Text segment>
══════════
Wednesday, 20 April 2022

Medical doctors and antidepressant and other prescription drug use

Are medical doctors more or less likely to use antidepressants (and other prescription drugs) than the general population? I can see a couple of theoretical reasons why they might. On the supply side, medical doctors have more ready access to prescription drugs, and therefore the non-monetary costs of obtaining a prescription (from a trusted colleague) might be lower (on the other hand, perhaps there are social stigma costs, in which case perhaps the 'full cost' of obtaining prescription medications is higher than for the general population). On the demand side, medical doctors should have a better idea of when they need to obtain treatment (of course, that doesn't mean that they will necessarily seek such treatment).

It turns out that medical doctors are more likely to use antidepressants (and other prescription drugs) than the general population, and not because of either of the (relatively benign) reasons I outlined above. As this recent NBER Working Paper (alternative ungated version here) by Mark Anderson (Montana State University), Ron Diris (Leiden University), Raymond Montizaan (Maastricht University), and Daniel Rees (Universidad Carlos III de Madrid) notes:

...there is evidence that physicians disproportionately suffer from substance use disorder (SUD) and mental health problems. Ten to 15 percent of physicians will misuse alcohol or prescription drugs during their career... more than 20 percent of physicians are depressed or exhibit the symptoms of depression... and at least one third of physicians describe themselves as suffering from “job burnout”... a syndrome closely linked to SUD and depression...

However, such descriptive analysis doesn't disentangle whether becoming a medical doctor leads to substance use disorder, or whether the types of people who become medical doctors are also those who are predisposed to substance use disorder. That is essentially the question that Anderson et al. attempt to address. Specifically, they use data on over 27,000 first-time applicants to Dutch medical schools over the period from 1987 to 1999. Importantly, because medical school places were allocated randomly on a basis of a lottery, Anderson et al. can use the lottery selection as an instrument to estimate the causal impact of becoming a medical doctor on later life outcomes. They focus on prescription drug use over the period from 2006 to 2018, including total prescriptions, antidepressants, anxiolytics (anti-anxiety medication), opioids, and sedatives, as well as treatment for mental health issues. They find:

...evidence of an across-the-board increase in the use of prescription drugs, including anxiolytics, opioids, and sedatives.
══════════
Recorded data>
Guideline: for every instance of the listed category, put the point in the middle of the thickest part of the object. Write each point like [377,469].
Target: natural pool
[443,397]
══════════
Problem to work on> Reproduce the passage of the post on doctors' prescription drug use starting with "Medical doctors and" and going on through "seek such treatment).". The lines have no connection to the post on doctors' prescription drug use.

Task result>
Medical doctors and antidepressant and other prescription drug use

Are medical doctors more or less likely to use antidepressants (and other prescription drugs) than the general population? I can see a couple of theoretical reasons why they might. On the supply side, medical doctors have more ready access to prescription drugs, and therefore the non-monetary costs of obtaining a prescription (from a trusted colleague) might be lower (on the other hand, perhaps there are social stigma costs, in which case perhaps the 'full cost' of obtaining prescription medications is higher than for the general population). On the demand side, medical doctors should have a better idea of when they need to obtain treatment (of course, that doesn't mean that they will necessarily seek such treatment).